ExternalSecret resources define what gets synced and where. Each ExternalSecret references the ClusterSecretStore, specifies the remote secret path (e.g., prod/va1/dockerconfigjson), and maps it to a Kubernetes Secret in the target namespace. Sync interval is configurable (30 minutes in OVHcloud’s example). If the secret changes in Secret Manager, ESO reconciles automatically.
The entire data path stays within French/EU infrastructure. Compute on OVHcloud MKS (their CNCF-certified managed Kubernetes). Secrets in OVHcloud Secret Manager. Keys in OVHcloud KMS. No component touches US jurisdiction.
The SEAL Assessment
Mapping this stack against the SEAL framework:
| Criterion | OVHcloud Secret Manager + ESO | US Hyperscaler Secrets Manager |
|---|---|---|
| Legal jurisdiction | French law (OVH Groupe SA, RCS de Lille) | US law, CLOUD Act applies |
| Operational control | OVHcloud, EU-based personnel only | US parent company, global operations |
| Data residency | French datacenters (Roubaix, Gravelines, Strasbourg) | EU region, but US-controlled |
| Key management | OVHcloud KMS, KMIP-compatible, FIPS 140-2 L2 pending | Provider-managed, no KMIP portability |
| Supply chain | OVHcloud-owned datacenters, SecNumCloud 3.2 on three DCs | Leased or owned, but US corporate parent |
| SEAL level | SEAL-3 to SEAL-4 | SEAL-1 to SEAL-2 |
The gap between SEAL-2 and SEAL-3 is where jurisdiction lives. Running AWS Secrets Manager in
eu-west-1checks the data residency box but leaves legal jurisdiction and operational control in US hands. That’s SEAL-2 at best, and under DORA’s third-party risk requirements, it’s the kind of gap an auditor will flag.
OVHcloud’s stack lands at SEAL-3 today, with a path to SEAL-4 once the KMS certifications (ISO 27001, FIPS 140-2 Level 2, CSPN) are finalized and MKS achieves SecNumCloud qualification. OVHcloud filed its Public Cloud SecNumCloud application (D0) in May 2025. The roadmap puts IaaS building blocks (VMs, storage) on the SecNumCloud stack in early 2026, with managed Kubernetes targeted for end of 2026.
The Dependency You Need to Assess
Here’s where the story gets complicated.
ESO, the open-source project that makes this entire pattern work, paused all official releases on August 13, 2025. The maintainer team was unsustainably small relative to the project’s adoption. They stopped publishing new features, patches, and container images. Community PRs still get merged, but official releases froze.
Version 1.3 shipped on January 23, 2026, and v2.x releases followed through early 2026 (v2.3.0 is current as of April 2026), suggesting some recovery. Red Hat also introduced an enterprise-backed ESO distribution for OpenShift in November 2025, which adds commercial support to the ecosystem. The project isn’t dead. But “CNCF Sandbox project with a recent release pause” is not the same as “stable, well-funded infrastructure.”

■ Stated goal 1:
Quote the OVHcloud secrets excerpt starting with "ESO, the open-source" and going on through "official releases froze.".
These records have no connection to the OVHcloud secrets excerpt.

■ Input material:
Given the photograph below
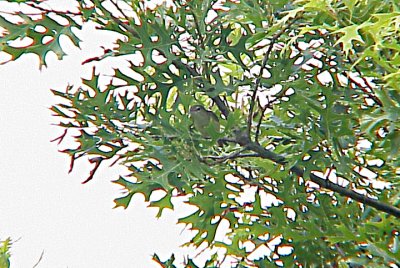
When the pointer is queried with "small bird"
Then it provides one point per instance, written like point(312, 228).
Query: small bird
point(204, 121)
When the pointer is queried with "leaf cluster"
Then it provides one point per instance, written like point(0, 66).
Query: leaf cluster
point(313, 81)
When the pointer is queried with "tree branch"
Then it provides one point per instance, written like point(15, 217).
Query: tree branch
point(275, 37)
point(299, 171)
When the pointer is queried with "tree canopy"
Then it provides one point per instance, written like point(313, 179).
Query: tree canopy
point(305, 169)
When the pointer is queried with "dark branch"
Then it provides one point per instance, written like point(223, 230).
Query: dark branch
point(275, 37)
point(264, 153)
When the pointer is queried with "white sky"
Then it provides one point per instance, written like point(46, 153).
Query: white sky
point(48, 209)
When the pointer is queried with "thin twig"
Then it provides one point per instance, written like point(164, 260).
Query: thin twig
point(263, 65)
point(234, 155)
point(363, 89)
point(260, 121)
point(299, 171)
point(40, 258)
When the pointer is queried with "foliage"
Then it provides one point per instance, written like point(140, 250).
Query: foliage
point(5, 253)
point(324, 110)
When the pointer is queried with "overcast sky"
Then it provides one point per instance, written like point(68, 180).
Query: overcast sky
point(47, 209)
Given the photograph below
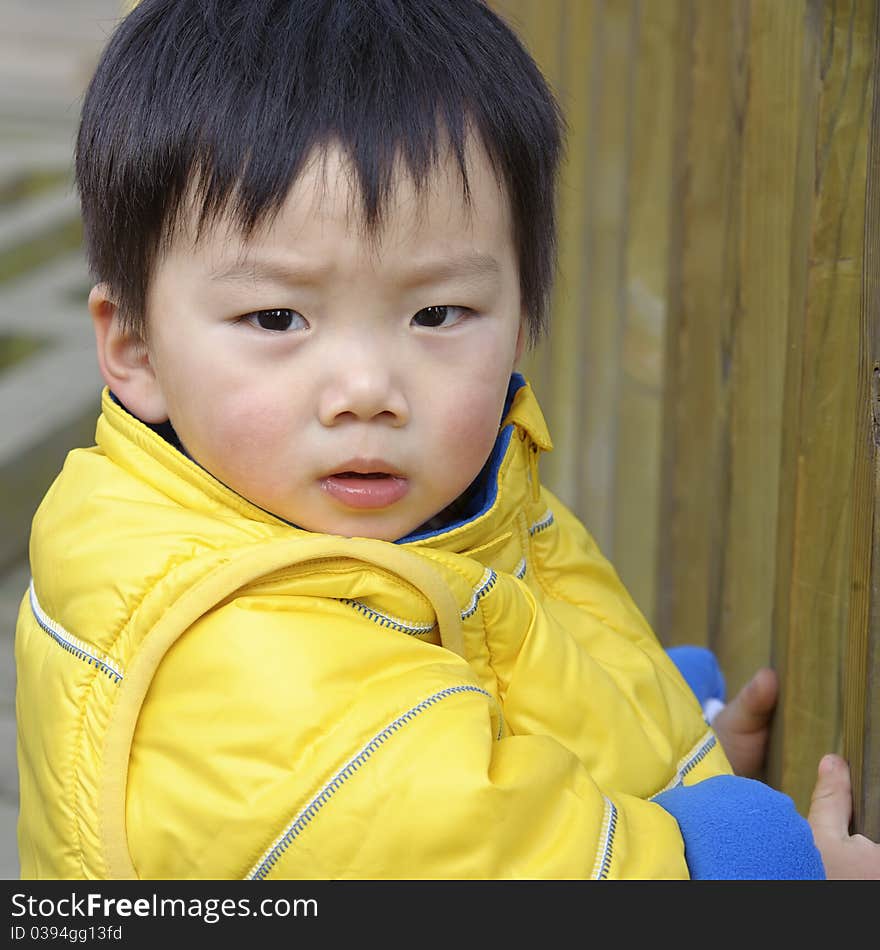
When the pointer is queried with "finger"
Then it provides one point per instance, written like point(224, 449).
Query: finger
point(831, 803)
point(752, 707)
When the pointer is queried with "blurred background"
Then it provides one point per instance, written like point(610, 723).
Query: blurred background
point(709, 379)
point(49, 380)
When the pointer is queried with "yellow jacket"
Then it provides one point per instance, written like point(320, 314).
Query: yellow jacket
point(205, 691)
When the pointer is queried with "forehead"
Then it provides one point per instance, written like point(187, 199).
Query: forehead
point(449, 204)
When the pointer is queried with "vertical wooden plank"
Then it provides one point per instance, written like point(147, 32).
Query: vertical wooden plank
point(817, 595)
point(861, 680)
point(770, 143)
point(599, 376)
point(704, 303)
point(637, 461)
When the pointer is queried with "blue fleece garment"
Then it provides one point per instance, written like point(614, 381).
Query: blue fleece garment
point(739, 829)
point(701, 671)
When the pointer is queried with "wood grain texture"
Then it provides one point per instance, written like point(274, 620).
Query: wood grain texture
point(813, 594)
point(712, 377)
point(861, 680)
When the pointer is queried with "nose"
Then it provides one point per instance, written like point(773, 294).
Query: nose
point(364, 388)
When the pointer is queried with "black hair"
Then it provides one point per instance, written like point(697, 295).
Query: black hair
point(233, 96)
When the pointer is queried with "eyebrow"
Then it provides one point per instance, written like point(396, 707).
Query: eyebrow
point(469, 267)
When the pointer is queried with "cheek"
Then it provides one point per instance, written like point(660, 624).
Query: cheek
point(470, 428)
point(238, 436)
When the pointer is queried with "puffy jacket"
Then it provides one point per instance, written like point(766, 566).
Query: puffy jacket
point(206, 691)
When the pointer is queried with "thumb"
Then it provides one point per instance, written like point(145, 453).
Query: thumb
point(831, 803)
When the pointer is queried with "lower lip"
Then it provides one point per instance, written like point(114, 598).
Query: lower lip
point(365, 492)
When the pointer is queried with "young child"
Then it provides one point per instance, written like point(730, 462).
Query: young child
point(305, 610)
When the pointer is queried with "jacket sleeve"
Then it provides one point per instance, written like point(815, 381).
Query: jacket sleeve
point(289, 737)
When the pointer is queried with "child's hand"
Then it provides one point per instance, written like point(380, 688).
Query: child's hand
point(846, 857)
point(743, 725)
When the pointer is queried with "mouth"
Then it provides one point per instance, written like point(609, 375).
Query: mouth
point(366, 485)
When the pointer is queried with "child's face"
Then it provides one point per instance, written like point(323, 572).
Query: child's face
point(346, 386)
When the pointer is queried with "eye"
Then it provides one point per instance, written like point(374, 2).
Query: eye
point(442, 316)
point(276, 320)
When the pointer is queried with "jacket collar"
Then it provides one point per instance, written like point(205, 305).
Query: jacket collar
point(486, 509)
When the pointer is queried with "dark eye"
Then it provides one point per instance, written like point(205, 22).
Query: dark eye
point(443, 316)
point(277, 320)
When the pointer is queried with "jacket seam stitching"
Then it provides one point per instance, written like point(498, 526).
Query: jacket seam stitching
point(264, 866)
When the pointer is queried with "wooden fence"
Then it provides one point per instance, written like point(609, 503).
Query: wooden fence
point(712, 380)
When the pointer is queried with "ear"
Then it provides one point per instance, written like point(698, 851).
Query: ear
point(521, 340)
point(124, 359)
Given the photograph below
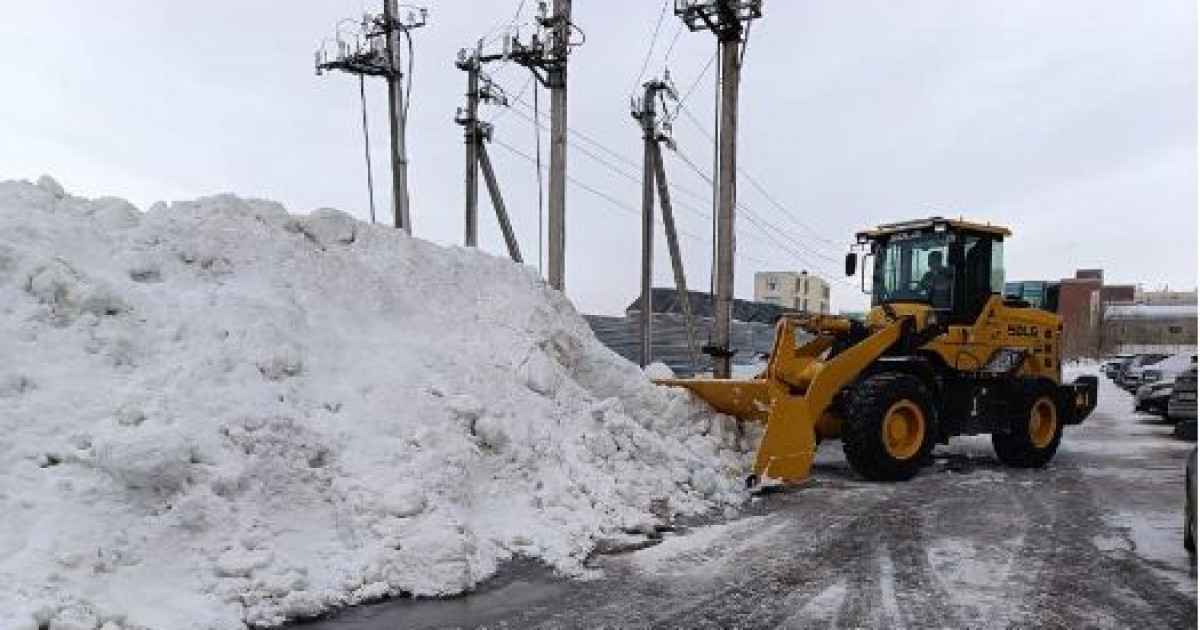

■ Stated goal 2:
Rename "pointer" to "locator" in the records, starting with their first line and going on through the line with "point(48, 209)". Return only those lines with nothing else changed, and omit the pictures.

■ Expected output 1:
ESO, the open-source project that makes this entire pattern work, paused all official releases on August 13, 2025. The maintainer team was unsustainably small relative to the project’s adoption. They stopped publishing new features, patches, and container images. Community PRs still get merged, but official releases froze.

■ Expected output 2:
Given the photograph below
When the locator is queried with "small bird"
Then it provides one point per instance, written like point(312, 228).
Query: small bird
point(204, 121)
When the locator is queried with "leaf cluster"
Then it provides one point per instance, written like point(0, 66).
Query: leaf cluster
point(313, 81)
When the locator is queried with "tree branch"
Then it provides one point per instance, written like point(15, 217).
Query: tree branch
point(275, 37)
point(299, 171)
When the locator is queried with "tree canopy"
Then it provides one point per instance, written like point(313, 179).
Query: tree canopy
point(305, 169)
When the locator is queried with "dark branch"
Then it provides one point per instance, written like point(223, 230).
Query: dark branch
point(275, 37)
point(264, 153)
When the locator is queried with "white sky"
Then it provides one point per instance, written like point(46, 153).
Query: white sky
point(48, 209)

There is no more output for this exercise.